» Selected passage
Ryan Young

CSE 3666

11/11/2019

Homework 6

1. Consider a pipeline with the following stage latencies:
   1. What is the clock-cycle time in a non-pipelined and a pipelined processor?

The clock cycle of a non-pipelined processor would be all the latencies added together which comes out to 300 + 100 + 250 + 350 + 50 = 1050 ps. In a pipelined processor the clock-cycle takes the same time as the longest latency in the pipeline so in this case it would be 350 ps.

* 1. What is the total latency of a LW instruction in a non-pipelined processor and a pipelined processor?

The total latency of a LW instruction in a non-pipelined processor is 300 + 100 + 250 + 350 + 50 = 1050 ps because LW needs all 5 stages of the pipeline. While the pipelined processor would take 5 \* 350 ps = 1750 ps. The pipelined implementation is slower because each clock cycle has to match the highest latency value.

* 1. If we can split one stage of the pipelined datapath into two new stages, each half the latency of the original stage, which stage should be split and what is the new clock-cycle time of the processor?

If we can split one stage of the pipelined datapath into two new stages, each half the latency of the original stage, the stage I would split would be MEM because it has the highest latency. So, the new clock-cycle time would be 300 ps, again because this is the next highest latency.

1. For the following sequence of instruction:

lw $t0, 0 ($s0)

lw $t1, 0 ($t0)

lw $t2, 0 ($t1)

addi $t2, $t2, 5

sw $t2, 0 ($t1)

addi $s0, $s0, 4

add $t6, $t4, $s5

2.1. Indicate the dependencies present in the given code.

» Task 1
List each instruction in the code sequence given in the pipeline homework, in the order shown.
» Task 2
From the entries, copy out word for word the part that opens with the line containing "Spot the sand sculpture" and closes with the line containing "[[415, 194]]", both lines included.
The pipeline homework has no connection to the entries that follow it.

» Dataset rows
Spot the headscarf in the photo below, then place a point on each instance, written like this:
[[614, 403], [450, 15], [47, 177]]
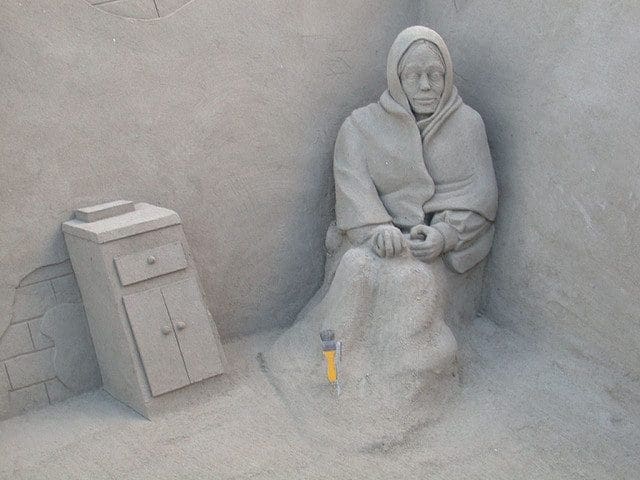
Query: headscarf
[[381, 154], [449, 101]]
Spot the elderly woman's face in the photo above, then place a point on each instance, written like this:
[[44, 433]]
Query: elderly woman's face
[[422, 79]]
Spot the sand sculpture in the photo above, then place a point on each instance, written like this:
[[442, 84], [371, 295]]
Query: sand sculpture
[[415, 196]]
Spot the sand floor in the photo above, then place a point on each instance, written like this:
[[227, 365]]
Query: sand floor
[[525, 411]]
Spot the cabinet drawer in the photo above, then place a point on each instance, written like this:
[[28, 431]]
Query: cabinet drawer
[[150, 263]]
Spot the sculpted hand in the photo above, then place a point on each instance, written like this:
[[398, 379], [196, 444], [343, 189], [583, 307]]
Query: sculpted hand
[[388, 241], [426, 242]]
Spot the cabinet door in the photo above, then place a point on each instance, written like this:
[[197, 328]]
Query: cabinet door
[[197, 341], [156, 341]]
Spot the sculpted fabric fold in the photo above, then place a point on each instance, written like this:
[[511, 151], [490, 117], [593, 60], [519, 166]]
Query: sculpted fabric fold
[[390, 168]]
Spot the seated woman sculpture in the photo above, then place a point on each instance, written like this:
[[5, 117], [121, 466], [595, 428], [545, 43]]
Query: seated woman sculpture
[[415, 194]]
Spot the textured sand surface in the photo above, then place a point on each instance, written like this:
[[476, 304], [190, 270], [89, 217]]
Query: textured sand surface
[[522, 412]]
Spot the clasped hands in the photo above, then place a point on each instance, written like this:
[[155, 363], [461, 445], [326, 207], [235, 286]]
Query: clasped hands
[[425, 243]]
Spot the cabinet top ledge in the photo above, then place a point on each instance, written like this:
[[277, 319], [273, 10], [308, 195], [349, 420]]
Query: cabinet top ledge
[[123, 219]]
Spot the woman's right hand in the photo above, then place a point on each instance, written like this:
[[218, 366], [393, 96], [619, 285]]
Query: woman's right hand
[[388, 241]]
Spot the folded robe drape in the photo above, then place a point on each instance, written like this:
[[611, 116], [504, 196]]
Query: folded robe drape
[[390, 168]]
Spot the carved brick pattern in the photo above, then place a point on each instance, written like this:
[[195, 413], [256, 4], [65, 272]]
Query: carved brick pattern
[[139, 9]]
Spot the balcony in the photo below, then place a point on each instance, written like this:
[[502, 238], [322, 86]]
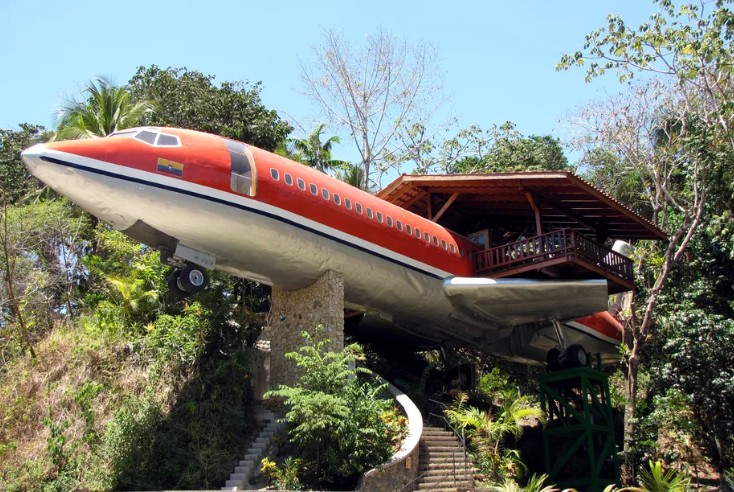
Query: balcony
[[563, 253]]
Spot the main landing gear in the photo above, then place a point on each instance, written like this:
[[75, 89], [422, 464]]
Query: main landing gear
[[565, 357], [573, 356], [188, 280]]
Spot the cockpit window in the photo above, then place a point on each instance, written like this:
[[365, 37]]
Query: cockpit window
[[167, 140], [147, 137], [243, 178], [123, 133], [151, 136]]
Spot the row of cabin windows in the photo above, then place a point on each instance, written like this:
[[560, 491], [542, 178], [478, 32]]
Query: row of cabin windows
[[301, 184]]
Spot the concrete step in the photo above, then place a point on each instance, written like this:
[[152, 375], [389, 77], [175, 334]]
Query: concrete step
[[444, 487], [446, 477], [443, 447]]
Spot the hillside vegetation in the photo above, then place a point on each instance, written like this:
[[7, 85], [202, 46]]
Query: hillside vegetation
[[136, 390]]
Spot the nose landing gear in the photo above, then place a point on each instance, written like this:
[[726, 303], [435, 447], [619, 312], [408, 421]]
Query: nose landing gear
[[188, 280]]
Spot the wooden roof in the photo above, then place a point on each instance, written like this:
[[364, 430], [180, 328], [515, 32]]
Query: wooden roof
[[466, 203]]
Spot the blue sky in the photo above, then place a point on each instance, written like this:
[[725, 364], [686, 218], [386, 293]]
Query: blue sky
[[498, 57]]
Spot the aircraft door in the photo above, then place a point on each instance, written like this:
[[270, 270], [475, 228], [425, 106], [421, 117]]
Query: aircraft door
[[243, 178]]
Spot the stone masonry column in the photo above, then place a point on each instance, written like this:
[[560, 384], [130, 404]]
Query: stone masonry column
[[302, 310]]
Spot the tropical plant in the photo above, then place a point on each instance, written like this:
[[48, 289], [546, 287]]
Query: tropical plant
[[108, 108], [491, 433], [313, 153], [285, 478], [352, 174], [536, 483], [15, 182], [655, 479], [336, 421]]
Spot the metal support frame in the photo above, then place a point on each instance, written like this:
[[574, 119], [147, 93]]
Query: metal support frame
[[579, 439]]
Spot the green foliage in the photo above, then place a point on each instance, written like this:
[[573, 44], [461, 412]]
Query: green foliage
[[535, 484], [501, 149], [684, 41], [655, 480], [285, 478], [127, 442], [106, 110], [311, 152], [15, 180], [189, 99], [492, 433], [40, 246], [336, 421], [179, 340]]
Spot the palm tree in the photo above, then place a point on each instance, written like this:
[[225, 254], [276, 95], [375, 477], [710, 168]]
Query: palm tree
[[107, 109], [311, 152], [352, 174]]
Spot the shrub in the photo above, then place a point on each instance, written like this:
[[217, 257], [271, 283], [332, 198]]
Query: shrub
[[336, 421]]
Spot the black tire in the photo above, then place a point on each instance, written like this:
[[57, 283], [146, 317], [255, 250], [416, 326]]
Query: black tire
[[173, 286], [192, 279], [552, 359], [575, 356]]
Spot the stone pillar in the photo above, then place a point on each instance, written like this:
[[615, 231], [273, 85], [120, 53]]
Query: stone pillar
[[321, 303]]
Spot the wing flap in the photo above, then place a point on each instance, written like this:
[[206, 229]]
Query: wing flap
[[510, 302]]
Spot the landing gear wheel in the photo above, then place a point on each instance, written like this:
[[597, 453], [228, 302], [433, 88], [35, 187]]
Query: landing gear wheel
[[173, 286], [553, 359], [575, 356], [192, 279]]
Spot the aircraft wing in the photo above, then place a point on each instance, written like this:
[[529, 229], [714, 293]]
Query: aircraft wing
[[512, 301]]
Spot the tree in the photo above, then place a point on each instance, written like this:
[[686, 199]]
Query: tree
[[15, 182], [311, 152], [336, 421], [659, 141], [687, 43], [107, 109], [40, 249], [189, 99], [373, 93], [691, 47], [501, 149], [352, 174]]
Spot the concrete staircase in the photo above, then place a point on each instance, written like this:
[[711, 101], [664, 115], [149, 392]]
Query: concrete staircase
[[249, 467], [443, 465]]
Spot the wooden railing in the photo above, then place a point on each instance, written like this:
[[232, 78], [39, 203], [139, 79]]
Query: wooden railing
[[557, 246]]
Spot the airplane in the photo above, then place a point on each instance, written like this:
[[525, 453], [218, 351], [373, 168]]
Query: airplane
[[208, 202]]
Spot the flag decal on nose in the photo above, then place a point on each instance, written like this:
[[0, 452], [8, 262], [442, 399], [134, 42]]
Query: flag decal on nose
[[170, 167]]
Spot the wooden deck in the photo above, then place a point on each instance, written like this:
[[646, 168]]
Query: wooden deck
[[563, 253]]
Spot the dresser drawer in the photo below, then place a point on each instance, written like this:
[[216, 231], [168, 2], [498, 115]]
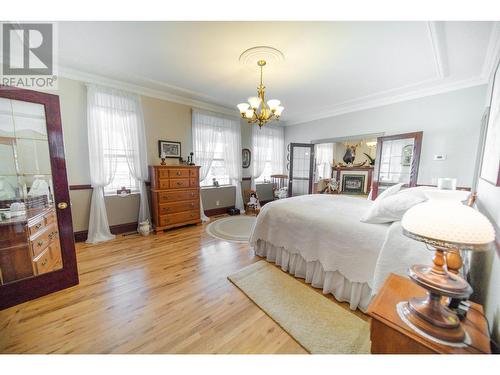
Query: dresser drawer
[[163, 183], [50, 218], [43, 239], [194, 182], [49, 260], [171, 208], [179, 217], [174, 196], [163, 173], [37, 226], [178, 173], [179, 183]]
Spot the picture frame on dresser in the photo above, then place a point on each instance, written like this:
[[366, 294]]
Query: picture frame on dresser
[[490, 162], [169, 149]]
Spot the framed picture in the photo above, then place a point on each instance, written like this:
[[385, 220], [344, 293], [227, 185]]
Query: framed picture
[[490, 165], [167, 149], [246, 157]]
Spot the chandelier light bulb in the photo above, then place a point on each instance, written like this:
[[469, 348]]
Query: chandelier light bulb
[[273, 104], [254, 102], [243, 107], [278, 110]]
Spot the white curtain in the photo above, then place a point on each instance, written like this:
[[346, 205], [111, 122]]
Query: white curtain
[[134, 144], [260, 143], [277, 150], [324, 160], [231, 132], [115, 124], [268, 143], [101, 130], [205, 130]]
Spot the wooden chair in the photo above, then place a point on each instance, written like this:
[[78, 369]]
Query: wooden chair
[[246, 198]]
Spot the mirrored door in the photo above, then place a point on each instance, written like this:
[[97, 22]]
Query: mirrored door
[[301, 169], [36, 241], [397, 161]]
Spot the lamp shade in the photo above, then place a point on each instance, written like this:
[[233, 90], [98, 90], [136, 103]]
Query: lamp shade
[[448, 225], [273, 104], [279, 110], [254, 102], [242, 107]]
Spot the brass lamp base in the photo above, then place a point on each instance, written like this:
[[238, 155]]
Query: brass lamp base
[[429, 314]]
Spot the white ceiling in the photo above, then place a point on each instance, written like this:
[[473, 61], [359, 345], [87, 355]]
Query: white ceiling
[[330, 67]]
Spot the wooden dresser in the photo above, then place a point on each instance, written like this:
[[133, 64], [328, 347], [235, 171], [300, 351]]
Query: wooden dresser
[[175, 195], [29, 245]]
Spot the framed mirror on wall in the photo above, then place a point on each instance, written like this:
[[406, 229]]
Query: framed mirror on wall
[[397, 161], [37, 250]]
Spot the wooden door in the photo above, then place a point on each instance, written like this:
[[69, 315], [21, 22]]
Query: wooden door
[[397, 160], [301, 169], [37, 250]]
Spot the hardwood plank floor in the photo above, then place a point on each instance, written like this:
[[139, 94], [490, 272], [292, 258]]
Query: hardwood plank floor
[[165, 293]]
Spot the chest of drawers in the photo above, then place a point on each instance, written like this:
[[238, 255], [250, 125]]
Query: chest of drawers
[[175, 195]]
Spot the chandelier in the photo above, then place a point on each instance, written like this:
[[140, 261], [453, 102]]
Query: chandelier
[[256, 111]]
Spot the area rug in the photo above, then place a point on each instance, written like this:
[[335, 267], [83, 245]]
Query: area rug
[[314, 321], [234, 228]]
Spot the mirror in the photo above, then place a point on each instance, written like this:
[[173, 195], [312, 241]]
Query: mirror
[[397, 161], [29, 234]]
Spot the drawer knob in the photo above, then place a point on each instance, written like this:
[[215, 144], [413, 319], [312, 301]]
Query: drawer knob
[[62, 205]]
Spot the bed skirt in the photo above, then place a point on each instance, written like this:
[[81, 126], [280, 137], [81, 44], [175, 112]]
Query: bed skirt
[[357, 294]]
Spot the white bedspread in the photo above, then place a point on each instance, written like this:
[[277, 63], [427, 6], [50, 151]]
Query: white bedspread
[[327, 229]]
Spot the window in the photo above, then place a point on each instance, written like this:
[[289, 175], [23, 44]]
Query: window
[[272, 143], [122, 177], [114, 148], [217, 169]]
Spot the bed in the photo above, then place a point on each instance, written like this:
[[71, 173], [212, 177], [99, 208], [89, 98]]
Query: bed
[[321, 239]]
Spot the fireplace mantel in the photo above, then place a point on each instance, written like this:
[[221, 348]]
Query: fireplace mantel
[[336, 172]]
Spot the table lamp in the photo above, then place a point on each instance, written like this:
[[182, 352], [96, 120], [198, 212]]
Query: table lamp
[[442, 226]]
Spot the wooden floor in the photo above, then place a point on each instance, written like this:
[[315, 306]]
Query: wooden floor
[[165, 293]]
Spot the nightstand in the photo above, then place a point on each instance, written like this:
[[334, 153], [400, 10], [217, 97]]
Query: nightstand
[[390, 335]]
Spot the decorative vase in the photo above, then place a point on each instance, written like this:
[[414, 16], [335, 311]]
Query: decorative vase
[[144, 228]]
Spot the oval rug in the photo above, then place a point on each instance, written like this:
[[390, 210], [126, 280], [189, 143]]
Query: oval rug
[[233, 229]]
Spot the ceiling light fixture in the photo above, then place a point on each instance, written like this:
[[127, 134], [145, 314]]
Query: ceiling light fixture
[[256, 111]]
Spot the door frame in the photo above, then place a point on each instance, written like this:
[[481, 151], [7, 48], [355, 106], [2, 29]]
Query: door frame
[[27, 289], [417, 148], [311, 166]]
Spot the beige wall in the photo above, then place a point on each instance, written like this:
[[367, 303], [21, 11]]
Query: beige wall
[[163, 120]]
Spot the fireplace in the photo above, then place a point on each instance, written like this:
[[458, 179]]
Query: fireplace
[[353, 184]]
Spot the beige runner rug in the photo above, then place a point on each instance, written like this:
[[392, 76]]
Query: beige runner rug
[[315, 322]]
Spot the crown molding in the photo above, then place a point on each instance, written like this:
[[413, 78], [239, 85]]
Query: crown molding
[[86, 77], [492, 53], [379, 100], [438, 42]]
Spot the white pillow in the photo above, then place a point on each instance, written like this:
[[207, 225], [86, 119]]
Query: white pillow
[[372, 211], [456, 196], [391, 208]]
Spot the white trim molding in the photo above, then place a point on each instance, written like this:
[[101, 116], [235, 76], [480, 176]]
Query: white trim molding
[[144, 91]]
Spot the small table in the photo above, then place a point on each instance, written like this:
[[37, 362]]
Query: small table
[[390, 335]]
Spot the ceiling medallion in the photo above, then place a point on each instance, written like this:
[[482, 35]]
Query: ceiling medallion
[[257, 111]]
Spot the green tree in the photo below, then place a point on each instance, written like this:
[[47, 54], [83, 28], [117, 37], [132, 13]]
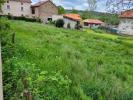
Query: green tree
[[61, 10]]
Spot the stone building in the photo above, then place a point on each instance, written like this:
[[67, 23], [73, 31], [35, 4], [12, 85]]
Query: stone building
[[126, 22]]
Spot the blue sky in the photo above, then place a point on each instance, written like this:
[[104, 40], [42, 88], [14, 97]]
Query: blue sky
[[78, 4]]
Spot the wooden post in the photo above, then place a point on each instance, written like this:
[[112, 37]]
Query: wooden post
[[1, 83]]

» Reply 1
lw $t0, 0 ($s0)
lw $t1, 0 ($t0)
lw $t2, 0 ($t1)
addi $t2, $t2, 5
sw $t2, 0 ($t1)
addi $s0, $s0, 4
add $t6, $t4, $s5

» Reply 2
Spot the sand sculpture in the photo above, then place a point on each instance, written like this:
[[442, 84], [371, 295]]
Query: sand sculpture
[[415, 196]]
Spot the sand floor in the photo above, then place a point on each instance, written like this:
[[227, 365]]
Query: sand floor
[[525, 411]]
Spot the cabinet drawer in the photo above, then place a point on each instance, written like this:
[[28, 431]]
Query: cabinet drawer
[[150, 263]]
Spot the sculpted hand in the photo above, then place a point on each instance, written like this:
[[398, 379], [196, 444], [343, 189], [583, 307]]
Query: sculpted hand
[[388, 241], [426, 242]]
Spot the cabinet door in the photo above, then place a point on each instance, written like this:
[[197, 328]]
Query: cabinet door
[[197, 341], [156, 341]]
Spot the sculpted fabric fold in the photo above, then place a point on each instance, written like this:
[[511, 151], [490, 117], [593, 60], [519, 166]]
Query: sculpted fabric fold
[[390, 168]]
Spot the seated woman sculpture in the photo above, then place a point on each instance, written like this:
[[5, 117], [121, 466], [595, 428], [545, 43]]
Query: seated woman sculpture
[[415, 194]]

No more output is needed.